In the thread on Linux large pages:
1. With this patch, what does StefanK say will most likely happen to all subsequent JVM invocations after the echo command is run?
2. On whose Linux machine is Dan doing basic testing?
3. Which server had to be power cycled, and on what night?

- READING TEXT
[start]
Just to be clear. Doing the following:
$ echo 1 | sudo tee /sys/kernel/mm/hugepages/hugepages-2048kB/nr_hugepages

will most likely cause all subsequent JVM invocations to fail at startup 
with this patch.

thanks,
StefanK

> Dan
>
>
>>
>> StefanK
>>>
>>>
>>>>
>>>>>
>>>>> Before I back out the code, I would be interested in exercising it
>>>>> in a large page config on a Linux machine. Can you give me some info
>>>>> about how to enable large pages on Linux?
>>>>
>>>> I have the instructions in the bug report. Contact me if that 
>>>> doesn't work.
>>>
>>> I thought of that after I sent my reply this morning. I'm doing
>>> basic testing on Ron D's Linux machine right now. Large pages
>>> will be next...
>>>
>>> Dan
>>>
>>>
>>>>
>>>>>
>>>>> I'll have to see about getting access to a Linux machine. I don't
>>>>> have one of those in my lab. (More on that below)
>>>>>
>>>>>
>>>>>> http://cr.openjdk.java.net/~dcubed/8013057-webrev/1-hsx25/src/os/linux/vm/os_linux.cpp.frames.html 
>>>>>>
>>>>>>  Lines 2614-2620:
>>>>>>
>>>>>> Do we ever end up failing like this on Linux? Have you been able 
>>>>>> to reproduce this on Linux?
>>>>>
>>>>> According to this bug:
>>>>>
>>>>>     JDK-6843484 os::commit_memory() failures are not handled 
>>>>> properly on linux
>>>>> https://jbs.oracle.com/bugs/browse/JDK-6843484
>>>>>
>>>>> we do run into this issue on Linux. However, I have not tried my
>>>>> reproducer on a Linux machine. I'm a bit worried about doing that
>>>>> since I swamped my local Solaris server so bad that I had to power
>>>>> cycle it Friday night.
[end]
- PROVIDED INFORMATION
[start]
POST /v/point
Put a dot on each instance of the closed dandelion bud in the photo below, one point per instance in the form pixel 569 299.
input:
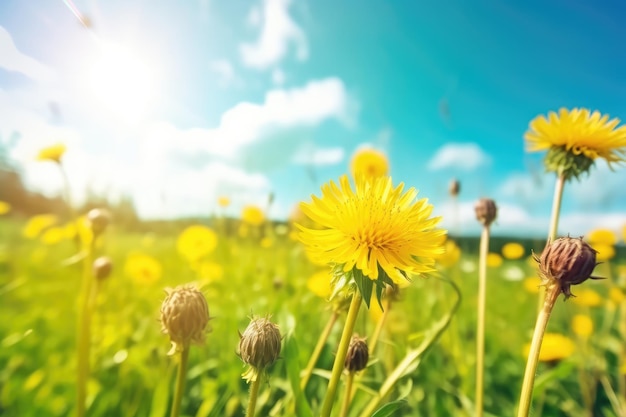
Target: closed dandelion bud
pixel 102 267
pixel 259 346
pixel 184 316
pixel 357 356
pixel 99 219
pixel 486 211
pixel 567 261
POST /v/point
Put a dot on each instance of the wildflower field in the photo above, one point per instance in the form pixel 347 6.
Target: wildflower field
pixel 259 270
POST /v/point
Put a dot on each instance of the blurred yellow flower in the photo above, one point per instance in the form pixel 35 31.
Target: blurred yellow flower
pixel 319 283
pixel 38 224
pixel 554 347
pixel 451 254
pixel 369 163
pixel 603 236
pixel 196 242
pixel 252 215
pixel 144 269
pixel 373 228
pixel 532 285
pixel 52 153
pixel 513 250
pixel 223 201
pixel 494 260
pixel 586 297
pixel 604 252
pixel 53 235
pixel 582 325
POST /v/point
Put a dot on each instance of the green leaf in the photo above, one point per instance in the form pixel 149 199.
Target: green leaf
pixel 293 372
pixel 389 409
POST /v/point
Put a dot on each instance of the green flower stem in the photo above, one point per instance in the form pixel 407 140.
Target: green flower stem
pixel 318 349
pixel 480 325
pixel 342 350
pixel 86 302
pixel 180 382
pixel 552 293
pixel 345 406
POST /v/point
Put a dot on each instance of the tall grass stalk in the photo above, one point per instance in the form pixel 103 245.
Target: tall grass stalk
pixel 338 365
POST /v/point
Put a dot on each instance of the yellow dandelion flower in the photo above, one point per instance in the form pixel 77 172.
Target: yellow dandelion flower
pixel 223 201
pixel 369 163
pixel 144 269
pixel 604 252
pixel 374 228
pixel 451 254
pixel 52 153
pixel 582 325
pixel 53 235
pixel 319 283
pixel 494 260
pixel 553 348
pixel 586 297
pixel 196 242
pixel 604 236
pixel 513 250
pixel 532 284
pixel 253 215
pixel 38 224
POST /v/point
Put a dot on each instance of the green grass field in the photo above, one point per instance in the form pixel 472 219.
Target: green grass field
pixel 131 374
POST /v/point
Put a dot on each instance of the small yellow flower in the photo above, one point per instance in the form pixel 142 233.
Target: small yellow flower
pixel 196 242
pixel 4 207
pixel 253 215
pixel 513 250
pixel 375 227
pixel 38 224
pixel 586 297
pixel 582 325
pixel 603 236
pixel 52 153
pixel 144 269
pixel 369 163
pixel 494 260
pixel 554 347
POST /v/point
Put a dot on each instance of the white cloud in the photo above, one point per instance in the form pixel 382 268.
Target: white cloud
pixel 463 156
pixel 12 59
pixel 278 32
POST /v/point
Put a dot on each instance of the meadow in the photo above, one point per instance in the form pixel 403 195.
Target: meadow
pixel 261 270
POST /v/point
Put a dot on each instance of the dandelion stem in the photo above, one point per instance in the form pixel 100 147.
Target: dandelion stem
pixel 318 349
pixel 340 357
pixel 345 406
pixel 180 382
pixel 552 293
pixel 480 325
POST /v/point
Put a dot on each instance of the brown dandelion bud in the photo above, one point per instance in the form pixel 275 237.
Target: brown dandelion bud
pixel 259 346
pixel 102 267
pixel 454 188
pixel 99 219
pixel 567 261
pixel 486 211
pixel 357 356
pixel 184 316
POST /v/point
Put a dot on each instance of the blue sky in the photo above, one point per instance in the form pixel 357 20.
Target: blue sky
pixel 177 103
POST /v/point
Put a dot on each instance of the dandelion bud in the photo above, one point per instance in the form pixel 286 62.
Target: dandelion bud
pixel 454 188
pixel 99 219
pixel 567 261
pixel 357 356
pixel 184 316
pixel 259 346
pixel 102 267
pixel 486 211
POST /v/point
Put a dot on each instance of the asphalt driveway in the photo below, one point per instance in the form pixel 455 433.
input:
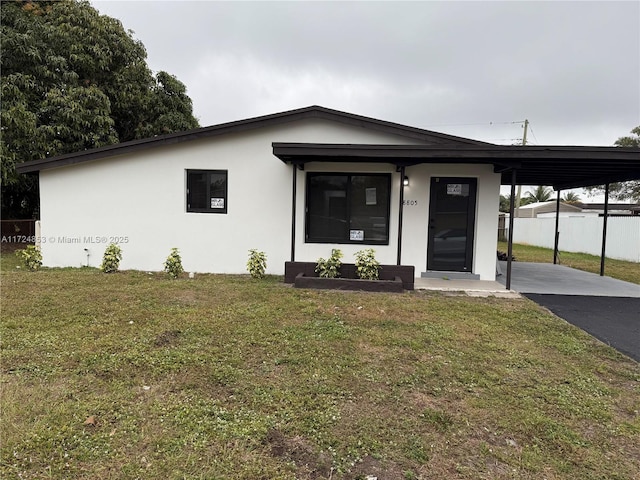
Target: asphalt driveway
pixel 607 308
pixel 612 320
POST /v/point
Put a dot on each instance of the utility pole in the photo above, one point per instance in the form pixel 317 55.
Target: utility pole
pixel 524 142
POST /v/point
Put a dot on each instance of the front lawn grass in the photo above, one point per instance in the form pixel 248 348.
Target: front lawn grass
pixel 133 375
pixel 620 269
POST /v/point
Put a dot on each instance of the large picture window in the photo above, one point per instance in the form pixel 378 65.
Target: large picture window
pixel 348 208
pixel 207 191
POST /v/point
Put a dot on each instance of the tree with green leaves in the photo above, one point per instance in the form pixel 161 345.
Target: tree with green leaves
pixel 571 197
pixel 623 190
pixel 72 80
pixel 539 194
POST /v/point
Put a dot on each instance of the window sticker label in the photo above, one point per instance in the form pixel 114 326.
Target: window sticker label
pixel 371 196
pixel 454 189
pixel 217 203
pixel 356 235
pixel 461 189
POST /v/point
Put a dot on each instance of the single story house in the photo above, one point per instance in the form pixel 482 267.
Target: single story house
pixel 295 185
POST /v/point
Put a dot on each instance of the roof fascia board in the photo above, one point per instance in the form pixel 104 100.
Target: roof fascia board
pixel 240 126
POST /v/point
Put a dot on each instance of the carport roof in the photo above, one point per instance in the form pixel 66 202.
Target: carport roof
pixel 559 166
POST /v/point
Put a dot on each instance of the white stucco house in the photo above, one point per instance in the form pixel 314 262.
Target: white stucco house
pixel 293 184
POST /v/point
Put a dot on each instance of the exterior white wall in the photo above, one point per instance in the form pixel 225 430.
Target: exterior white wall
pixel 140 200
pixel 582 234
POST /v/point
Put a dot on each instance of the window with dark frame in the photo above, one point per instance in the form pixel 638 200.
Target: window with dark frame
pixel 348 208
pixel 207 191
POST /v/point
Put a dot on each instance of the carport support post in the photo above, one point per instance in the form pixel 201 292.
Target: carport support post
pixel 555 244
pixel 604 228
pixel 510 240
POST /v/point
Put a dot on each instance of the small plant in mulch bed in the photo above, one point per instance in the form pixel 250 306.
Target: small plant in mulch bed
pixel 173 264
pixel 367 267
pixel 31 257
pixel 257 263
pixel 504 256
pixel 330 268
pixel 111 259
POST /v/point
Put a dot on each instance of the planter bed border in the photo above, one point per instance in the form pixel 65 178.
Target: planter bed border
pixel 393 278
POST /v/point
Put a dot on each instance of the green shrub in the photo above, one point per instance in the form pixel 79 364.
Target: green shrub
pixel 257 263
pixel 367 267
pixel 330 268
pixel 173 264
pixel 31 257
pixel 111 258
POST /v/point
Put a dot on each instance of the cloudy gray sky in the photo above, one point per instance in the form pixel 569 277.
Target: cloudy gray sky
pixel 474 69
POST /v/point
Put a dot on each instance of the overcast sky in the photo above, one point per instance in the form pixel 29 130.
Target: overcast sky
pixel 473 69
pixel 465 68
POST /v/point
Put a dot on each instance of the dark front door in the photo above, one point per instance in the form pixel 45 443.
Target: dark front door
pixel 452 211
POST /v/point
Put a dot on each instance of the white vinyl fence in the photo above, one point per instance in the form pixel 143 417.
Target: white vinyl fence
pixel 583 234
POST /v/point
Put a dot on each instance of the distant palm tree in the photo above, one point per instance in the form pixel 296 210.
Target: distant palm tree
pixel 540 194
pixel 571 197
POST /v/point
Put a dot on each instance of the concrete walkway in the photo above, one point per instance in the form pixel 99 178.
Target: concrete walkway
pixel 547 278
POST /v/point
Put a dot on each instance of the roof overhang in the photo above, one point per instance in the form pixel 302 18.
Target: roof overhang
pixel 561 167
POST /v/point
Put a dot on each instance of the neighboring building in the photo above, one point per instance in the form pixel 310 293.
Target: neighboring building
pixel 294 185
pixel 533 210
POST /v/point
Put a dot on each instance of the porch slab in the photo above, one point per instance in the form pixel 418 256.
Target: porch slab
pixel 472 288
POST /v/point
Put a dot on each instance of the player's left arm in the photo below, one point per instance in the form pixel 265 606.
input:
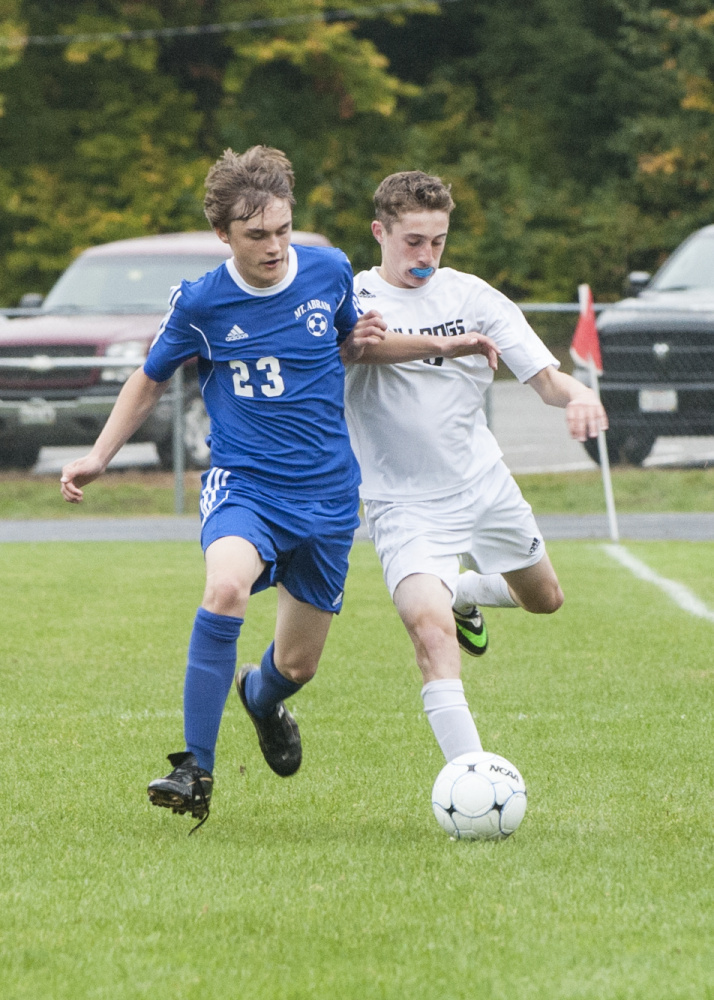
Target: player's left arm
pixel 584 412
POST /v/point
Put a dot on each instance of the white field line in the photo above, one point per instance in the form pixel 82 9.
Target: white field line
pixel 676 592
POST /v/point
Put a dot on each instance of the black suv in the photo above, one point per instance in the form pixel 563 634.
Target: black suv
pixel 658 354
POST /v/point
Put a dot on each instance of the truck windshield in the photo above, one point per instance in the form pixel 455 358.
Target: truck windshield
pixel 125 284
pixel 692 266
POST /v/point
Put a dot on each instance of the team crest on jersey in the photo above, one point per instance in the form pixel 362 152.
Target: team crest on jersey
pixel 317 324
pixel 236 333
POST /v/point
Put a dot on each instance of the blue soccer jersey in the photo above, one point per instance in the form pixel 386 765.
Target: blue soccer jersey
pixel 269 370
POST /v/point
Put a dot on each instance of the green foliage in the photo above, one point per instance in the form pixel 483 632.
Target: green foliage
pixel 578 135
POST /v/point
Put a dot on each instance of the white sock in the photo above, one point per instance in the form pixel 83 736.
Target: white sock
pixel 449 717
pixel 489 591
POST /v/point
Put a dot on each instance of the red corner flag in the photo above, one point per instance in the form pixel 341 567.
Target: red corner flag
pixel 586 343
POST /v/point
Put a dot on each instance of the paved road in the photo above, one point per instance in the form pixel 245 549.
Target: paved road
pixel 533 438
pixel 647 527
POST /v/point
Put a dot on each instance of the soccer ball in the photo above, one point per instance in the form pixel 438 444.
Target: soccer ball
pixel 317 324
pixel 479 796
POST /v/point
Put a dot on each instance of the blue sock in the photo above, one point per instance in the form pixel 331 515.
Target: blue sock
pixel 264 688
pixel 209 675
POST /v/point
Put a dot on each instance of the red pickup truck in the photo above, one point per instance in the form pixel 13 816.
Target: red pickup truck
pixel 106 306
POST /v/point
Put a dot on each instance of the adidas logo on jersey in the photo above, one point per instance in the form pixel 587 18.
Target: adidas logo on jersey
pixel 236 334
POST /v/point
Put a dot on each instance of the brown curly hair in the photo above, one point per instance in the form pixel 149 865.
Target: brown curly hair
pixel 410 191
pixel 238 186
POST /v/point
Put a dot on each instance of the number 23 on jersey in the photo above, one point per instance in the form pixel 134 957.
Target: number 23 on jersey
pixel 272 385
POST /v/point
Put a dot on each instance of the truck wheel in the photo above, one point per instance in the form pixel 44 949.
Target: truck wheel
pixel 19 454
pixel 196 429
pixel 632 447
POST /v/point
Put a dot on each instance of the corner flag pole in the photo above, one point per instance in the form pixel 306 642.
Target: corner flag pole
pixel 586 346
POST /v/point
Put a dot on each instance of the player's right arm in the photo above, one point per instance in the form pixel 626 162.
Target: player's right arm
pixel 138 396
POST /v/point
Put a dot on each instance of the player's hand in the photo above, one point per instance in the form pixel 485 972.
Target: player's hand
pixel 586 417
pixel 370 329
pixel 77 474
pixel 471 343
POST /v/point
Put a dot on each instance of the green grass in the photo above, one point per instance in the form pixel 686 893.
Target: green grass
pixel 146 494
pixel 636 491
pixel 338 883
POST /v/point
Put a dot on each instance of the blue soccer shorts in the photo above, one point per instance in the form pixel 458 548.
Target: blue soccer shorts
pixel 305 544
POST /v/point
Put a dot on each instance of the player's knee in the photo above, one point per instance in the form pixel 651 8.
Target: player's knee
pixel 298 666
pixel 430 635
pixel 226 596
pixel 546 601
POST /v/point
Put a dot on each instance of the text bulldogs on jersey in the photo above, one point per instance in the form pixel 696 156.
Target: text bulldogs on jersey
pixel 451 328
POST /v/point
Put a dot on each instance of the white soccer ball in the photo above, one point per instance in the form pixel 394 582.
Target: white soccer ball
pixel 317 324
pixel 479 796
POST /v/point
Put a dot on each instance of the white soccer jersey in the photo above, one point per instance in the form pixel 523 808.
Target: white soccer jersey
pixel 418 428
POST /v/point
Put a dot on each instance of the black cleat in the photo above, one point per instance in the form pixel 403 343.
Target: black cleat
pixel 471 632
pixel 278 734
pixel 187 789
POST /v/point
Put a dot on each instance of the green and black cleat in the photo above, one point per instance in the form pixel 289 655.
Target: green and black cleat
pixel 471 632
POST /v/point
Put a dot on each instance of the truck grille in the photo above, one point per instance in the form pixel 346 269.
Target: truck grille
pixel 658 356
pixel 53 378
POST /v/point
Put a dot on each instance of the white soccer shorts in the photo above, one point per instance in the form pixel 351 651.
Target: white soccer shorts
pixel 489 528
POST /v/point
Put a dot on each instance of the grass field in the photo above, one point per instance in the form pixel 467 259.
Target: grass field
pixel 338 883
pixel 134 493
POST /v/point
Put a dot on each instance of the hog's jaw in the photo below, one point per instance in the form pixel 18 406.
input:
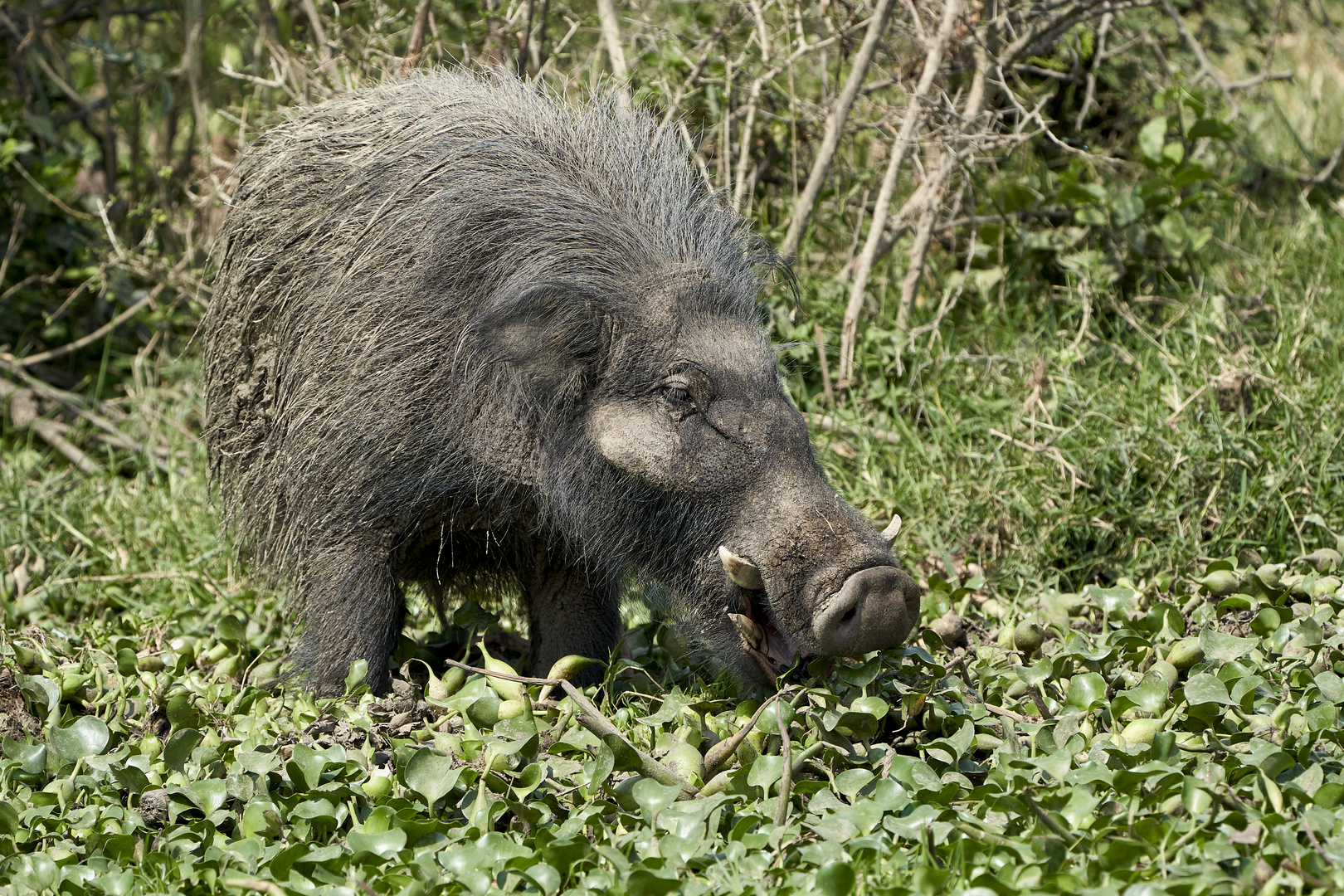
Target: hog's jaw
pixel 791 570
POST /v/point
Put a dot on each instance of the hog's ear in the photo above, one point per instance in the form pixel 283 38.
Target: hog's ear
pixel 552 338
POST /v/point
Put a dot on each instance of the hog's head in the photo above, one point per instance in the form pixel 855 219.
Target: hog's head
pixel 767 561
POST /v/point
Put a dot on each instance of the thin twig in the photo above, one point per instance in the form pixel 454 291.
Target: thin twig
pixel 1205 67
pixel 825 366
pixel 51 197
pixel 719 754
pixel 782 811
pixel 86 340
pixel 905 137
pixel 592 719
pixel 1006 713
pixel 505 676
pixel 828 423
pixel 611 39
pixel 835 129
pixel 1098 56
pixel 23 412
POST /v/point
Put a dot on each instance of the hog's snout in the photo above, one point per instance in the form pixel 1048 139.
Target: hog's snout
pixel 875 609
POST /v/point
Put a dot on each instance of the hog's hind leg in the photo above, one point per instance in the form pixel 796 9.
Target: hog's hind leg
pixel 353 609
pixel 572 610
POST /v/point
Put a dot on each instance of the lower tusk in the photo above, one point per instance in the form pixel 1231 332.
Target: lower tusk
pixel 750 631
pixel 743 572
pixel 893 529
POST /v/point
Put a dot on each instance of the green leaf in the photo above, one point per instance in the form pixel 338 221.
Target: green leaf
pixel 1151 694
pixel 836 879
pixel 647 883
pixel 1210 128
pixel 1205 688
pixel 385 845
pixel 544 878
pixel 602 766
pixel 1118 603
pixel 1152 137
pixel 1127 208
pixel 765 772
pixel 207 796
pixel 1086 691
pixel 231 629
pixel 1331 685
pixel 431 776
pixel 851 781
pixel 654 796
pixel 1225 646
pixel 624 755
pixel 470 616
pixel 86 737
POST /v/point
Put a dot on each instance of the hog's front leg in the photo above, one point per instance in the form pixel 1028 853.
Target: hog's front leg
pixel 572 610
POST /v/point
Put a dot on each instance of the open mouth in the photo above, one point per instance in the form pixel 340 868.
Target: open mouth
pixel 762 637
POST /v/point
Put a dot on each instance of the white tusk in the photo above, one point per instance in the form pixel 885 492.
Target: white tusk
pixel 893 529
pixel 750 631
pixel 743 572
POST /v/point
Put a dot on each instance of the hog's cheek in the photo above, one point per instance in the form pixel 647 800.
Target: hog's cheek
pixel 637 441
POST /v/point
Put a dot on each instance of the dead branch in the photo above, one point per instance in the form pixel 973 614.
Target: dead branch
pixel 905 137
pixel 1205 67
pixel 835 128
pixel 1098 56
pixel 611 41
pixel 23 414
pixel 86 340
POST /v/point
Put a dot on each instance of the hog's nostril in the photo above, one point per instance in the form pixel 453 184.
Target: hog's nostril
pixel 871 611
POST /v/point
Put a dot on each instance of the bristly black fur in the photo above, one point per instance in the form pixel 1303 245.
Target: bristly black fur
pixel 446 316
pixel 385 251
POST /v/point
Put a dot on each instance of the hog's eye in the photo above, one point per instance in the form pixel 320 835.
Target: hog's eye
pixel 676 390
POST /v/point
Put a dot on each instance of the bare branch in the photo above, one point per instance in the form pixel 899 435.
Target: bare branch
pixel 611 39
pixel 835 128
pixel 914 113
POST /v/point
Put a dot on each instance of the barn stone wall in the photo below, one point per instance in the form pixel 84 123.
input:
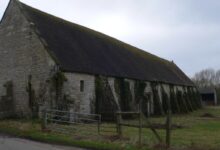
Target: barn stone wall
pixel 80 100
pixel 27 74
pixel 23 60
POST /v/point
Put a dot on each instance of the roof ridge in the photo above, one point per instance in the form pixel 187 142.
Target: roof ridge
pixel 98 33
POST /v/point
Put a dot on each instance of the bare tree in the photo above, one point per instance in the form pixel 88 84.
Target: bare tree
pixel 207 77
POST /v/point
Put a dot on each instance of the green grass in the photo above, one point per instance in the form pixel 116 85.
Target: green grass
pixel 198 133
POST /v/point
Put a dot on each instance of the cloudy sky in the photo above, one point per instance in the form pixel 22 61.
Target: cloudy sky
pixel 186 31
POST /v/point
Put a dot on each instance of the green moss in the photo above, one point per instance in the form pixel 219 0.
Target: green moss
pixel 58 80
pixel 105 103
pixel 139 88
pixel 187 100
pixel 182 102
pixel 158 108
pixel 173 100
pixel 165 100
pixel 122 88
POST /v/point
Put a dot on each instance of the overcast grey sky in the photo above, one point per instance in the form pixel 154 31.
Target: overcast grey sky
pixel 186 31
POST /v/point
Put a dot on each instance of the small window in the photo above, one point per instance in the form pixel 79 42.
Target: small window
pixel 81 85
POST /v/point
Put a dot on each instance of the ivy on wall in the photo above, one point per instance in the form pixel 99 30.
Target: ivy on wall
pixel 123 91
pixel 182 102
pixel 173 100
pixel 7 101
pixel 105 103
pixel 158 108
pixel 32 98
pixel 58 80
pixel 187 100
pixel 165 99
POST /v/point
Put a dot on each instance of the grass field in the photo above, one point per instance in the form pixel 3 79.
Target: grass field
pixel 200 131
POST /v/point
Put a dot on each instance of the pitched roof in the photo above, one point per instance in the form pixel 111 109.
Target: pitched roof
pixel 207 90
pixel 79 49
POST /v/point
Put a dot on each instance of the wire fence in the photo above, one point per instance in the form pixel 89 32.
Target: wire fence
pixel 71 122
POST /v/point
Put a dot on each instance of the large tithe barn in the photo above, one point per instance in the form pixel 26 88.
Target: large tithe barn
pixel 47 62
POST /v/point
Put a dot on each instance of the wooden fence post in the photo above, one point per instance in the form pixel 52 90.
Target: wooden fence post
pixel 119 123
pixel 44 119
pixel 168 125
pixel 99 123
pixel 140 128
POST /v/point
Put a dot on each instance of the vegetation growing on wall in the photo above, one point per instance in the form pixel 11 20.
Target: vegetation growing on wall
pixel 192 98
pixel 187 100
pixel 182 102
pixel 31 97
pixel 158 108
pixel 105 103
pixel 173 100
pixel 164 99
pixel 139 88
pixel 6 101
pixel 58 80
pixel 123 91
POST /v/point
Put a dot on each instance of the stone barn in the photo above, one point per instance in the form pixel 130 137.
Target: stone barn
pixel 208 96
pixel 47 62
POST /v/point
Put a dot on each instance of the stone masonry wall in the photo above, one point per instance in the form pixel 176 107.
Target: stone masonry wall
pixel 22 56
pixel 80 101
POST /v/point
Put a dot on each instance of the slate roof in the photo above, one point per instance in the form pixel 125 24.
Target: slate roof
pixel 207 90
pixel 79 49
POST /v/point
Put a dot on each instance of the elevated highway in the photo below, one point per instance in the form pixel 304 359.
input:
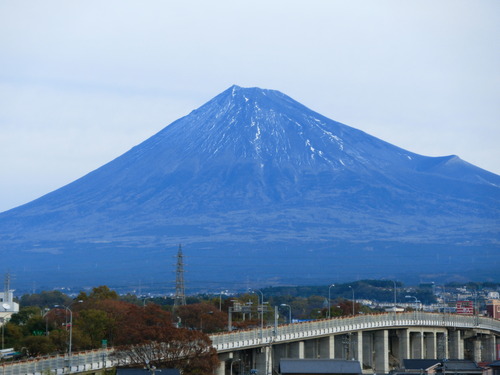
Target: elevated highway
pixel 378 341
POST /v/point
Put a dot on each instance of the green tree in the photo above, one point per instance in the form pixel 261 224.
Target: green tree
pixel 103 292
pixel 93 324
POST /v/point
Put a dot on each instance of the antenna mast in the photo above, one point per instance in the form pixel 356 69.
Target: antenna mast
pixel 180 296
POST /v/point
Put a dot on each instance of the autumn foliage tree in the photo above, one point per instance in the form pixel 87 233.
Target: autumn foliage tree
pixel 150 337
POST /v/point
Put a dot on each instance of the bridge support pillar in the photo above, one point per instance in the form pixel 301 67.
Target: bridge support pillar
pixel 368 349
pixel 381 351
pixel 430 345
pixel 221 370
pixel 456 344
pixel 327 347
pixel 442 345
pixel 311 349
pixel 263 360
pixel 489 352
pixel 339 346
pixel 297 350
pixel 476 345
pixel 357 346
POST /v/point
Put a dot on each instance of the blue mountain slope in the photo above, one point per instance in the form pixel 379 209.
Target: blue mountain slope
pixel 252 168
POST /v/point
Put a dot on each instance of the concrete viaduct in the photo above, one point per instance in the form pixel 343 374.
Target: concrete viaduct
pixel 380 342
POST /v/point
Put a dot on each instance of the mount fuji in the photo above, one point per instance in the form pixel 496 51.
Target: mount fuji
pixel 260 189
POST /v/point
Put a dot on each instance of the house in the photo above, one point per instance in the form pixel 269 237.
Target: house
[end]
- TASK ANSWER
1. They will fail at startup.
2. Ron D's.
3. The local Solaris server, on Friday night.